» EXTRACT TO READ:

--*--

Trusting the experts: public acceptance of DNA tests has altered dramatically over a short period. Credit: AP

For centuries, the gulf between the haves and the have-nots has been defined in material terms. The rich have more possessions, greater mobility, better nutrition and longer lives than the poor. While such disparities still separate rich nations from poor ones, within today's affluent societies class lines are a lot less easy to draw. Even average citizens have the means to own computers, fly in aeroplanes, eat food grown in far corners of the Earth and enjoy the miracles of modern medicine. At the same time, wealth seems insufficient to shield the rich from many risks of contemporary life, such as terrorism, environmental cancer and aeroplane accidents.

Knowledge, not money, has emerged as the most important instrument of social separation in technologically advanced societies. Those who possess scientific and technical expertise are spearheading the new industrial revolution in biotechnology and computers. Those who do not seem increasingly to be relegated to the status of passive consumers, their preferences shaped by the entrepreneurs of television and the Internet.

The redrawing of class lines through science and technology carries not only economic but also political consequences. Just as property ownership was once a condition for voting, so today there is a growing sentiment among the knowledge élite that public decision-making should be left to the experts who control specialized information. Gone is the idealistic, if sentimental, egalitarianism of the 1960s. From US calls for ‘sound science’ as the basis for regulating genetically modified foods to the explosion of expert advisory bodies worldwide, the knowledge meritocracy is everywhere asserting power.

One platform for the new class struggle between experts and non-experts is the US legal process. The recent vogue for letting judges screen expert testimony, and even appoint their own experts, bespeaks a growing impatience among professional élites with lay juries. This loss of confidence in the public's capacity to make sense of complex disputes bodes ill for the future of democracy. It also misreads the evidence about what the public knows and understands.

--*--

» DATA PROVIDED:
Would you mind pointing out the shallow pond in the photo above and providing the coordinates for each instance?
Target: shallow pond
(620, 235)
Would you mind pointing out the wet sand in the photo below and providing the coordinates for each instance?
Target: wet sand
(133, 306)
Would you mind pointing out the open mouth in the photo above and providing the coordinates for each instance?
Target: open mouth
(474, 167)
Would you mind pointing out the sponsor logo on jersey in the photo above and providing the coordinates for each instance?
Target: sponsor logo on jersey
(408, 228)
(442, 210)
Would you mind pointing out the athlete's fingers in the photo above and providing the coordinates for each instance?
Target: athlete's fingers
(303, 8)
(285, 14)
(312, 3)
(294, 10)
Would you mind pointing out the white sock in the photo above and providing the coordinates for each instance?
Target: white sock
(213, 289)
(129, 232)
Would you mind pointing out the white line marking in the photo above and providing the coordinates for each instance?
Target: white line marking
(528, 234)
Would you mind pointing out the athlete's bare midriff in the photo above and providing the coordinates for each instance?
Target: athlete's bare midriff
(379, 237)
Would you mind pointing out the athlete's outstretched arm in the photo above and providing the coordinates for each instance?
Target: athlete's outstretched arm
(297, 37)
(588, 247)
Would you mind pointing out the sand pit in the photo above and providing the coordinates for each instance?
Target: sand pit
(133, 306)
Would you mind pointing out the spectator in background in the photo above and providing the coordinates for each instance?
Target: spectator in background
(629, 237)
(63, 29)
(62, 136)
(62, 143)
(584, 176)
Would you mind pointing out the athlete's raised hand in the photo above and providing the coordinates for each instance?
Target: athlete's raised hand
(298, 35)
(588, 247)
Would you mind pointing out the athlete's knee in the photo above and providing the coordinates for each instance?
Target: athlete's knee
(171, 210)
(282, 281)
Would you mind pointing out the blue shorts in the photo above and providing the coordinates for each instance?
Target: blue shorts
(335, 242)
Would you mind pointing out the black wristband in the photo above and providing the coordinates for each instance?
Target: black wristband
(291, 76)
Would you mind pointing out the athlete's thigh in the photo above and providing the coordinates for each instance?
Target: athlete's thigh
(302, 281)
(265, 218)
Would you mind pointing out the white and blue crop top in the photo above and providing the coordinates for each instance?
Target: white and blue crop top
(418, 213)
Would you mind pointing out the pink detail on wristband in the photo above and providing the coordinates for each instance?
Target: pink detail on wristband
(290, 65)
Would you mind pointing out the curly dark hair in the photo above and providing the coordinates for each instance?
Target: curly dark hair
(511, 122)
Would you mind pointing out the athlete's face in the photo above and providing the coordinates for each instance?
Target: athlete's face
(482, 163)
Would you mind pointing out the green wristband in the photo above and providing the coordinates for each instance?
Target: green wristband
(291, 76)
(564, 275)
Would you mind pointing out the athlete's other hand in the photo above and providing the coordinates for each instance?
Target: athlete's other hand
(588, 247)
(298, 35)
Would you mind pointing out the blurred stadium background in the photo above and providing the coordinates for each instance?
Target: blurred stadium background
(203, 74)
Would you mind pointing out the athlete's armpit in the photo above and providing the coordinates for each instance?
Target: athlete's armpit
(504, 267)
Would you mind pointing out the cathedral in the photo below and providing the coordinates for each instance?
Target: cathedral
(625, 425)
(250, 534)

--*--

» WHAT NEEDS TO BE DONE:
Rewrite the passage on knowledge and class from the words "For centuries, the" through the words "and aeroplane accidents.", with "possessions" changed to "belongings". The listing has nothing to do with this task.

» EXPECTED OUTPUT:
For centuries, the gulf between the haves and the have-nots has been defined in material terms. The rich have more belongings, greater mobility, better nutrition and longer lives than the poor. While such disparities still separate rich nations from poor ones, within today's affluent societies class lines are a lot less easy to draw. Even average citizens have the means to own computers, fly in aeroplanes, eat food grown in far corners of the Earth and enjoy the miracles of modern medicine. At the same time, wealth seems insufficient to shield the rich from many risks of contemporary life, such as terrorism, environmental cancer and aeroplane accidents.